▶ **SOURCE PASSAGE**

=======

GST On Food Items: The Stakeholders’ Perspective

Garisha Sharma

Economic tools used in the analysis of stakeholders

INTRODUCTION

It was on July 1 2017, that the indirect taxation structure of India was reformed almost fully. All the indirect taxes except a few state taxes were subsumed under the ambit of a common Goods and Service Tax (GST). There were many debates regarding its pros and cons for a long time. The matter was just tranquilizing when the Union Finance Minister declared 5% GST on pre-packaged food items on July 20222. As per the new guidelines, 5% GST will be levied on all the pre-packed and labelled food items including wheat, rice, curd, lassi, flour etc. This decision attracted a mixed set of criticisms and appreciation from various stakeholders. To understand its implication and reception, it can be studied under the heads of the following stakeholders:

THE GOVERNMENT

The government is prima facie a supporter of this tax as it was the one who proposed and enacted it although the opposition Members of Parliament were already protesting against the tax on goods of daily needs. The stance of the government here is ‘tax evasion by the reputed manufacturers’. Earlier GST was implemented only on products sold in unit containers by the registered brands. The brands started to misuse the loophole in this provision by selling in alternate ways over unit containers. This led to a fall in GST revenue. This became a challenging scenario for India which already suffers $10.3 billion tax loss annually. Further, the brand owners who had to pay taxes despised this decision and wanted uniform taxation.

SMALL AND RETAIL SUPPLIERS

Small and retail suppliers constitute a significant part of the Indian economy. In this case, they can be divided into two categories as follows:

1.     Suppliers of pre-packaged and labelled items

The original GST provision does not impose tax on the products of those suppliers whose annual turnover is less than Rs. 40 Lakhs which is further reduced to Rs. 20 Lakhs in North Eastern states. The same will be applied to suppliers of food items. Therefore, suppliers with a turnover of less than Rs. 40 Lakhs will not be negatively affected by this amendment. However, it is not necessary that the supplier whose turnover is more than the above-mentioned threshold is fully established in the market and has strong consumer base.

=======

▶ **RECORDED DATA**
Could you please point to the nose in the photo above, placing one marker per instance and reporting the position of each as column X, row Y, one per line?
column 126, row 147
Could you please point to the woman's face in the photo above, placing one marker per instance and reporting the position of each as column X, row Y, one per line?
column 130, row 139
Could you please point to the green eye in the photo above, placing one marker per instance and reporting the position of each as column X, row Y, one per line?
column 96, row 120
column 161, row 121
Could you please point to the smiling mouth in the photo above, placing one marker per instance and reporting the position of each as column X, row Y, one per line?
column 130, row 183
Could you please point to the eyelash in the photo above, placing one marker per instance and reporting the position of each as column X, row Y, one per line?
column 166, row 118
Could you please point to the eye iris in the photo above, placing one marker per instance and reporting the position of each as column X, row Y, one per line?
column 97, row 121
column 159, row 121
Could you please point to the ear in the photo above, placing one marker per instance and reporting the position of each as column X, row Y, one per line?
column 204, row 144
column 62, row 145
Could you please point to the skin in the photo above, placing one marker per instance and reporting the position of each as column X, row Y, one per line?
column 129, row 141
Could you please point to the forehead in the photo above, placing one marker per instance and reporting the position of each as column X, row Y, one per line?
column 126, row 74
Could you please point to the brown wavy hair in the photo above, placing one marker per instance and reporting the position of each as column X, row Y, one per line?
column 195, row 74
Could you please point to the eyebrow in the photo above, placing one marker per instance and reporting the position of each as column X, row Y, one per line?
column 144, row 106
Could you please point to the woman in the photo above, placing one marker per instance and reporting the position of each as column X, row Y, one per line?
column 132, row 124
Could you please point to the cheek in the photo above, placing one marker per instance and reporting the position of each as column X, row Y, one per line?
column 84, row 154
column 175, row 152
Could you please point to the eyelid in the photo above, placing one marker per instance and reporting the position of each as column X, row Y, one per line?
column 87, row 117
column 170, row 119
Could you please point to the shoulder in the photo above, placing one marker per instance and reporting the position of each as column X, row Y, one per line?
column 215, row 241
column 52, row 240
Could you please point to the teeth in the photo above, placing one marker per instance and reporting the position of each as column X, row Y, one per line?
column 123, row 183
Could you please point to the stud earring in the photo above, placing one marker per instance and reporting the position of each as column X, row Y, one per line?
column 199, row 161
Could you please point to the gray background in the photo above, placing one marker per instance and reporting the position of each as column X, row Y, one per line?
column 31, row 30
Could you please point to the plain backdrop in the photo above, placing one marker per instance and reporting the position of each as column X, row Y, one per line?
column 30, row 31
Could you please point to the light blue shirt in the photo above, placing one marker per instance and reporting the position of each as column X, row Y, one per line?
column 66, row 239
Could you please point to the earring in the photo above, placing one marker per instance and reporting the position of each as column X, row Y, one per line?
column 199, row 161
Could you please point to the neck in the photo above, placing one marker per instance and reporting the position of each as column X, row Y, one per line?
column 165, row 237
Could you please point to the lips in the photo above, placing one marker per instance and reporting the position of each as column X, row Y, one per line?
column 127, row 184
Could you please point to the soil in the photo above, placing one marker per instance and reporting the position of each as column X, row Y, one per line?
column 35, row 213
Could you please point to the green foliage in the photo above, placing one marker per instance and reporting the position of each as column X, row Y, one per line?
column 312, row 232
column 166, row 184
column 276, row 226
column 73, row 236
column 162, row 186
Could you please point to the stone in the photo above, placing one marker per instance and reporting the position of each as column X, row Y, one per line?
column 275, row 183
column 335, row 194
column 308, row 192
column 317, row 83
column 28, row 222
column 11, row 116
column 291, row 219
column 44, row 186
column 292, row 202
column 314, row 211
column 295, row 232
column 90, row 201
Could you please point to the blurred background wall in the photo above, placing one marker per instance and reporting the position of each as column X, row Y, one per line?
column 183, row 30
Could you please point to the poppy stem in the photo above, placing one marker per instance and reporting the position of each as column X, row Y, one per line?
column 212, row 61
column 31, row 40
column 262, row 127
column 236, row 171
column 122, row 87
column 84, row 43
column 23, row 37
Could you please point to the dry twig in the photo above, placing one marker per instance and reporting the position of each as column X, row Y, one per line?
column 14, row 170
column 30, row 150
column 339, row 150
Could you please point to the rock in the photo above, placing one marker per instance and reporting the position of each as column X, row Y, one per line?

=======

▶ **DIRECTIONS**
• a. In the essay on GST on food items, what annual turnover must a supplier stay under to be exempt from tax under the original GST provision?
• b. Copy the entries word for word, from the line containing "Could you please point to the forehead" up to and including the line containing "column 132, row 124".
The essay on GST and the entries have nothing to do with each other.

▶ **PER-TASK ANSWERS**
• a. Less than Rs. 40 Lakhs, lowered to Rs. 20 Lakhs in North Eastern states.

• b.
Could you please point to the forehead in the photo above, placing one marker per instance and reporting the position of each as column X, row Y, one per line?
column 126, row 74
Could you please point to the brown wavy hair in the photo above, placing one marker per instance and reporting the position of each as column X, row Y, one per line?
column 195, row 74
Could you please point to the eyebrow in the photo above, placing one marker per instance and reporting the position of each as column X, row Y, one per line?
column 144, row 106
Could you please point to the woman in the photo above, placing one marker per instance and reporting the position of each as column X, row Y, one per line?
column 132, row 124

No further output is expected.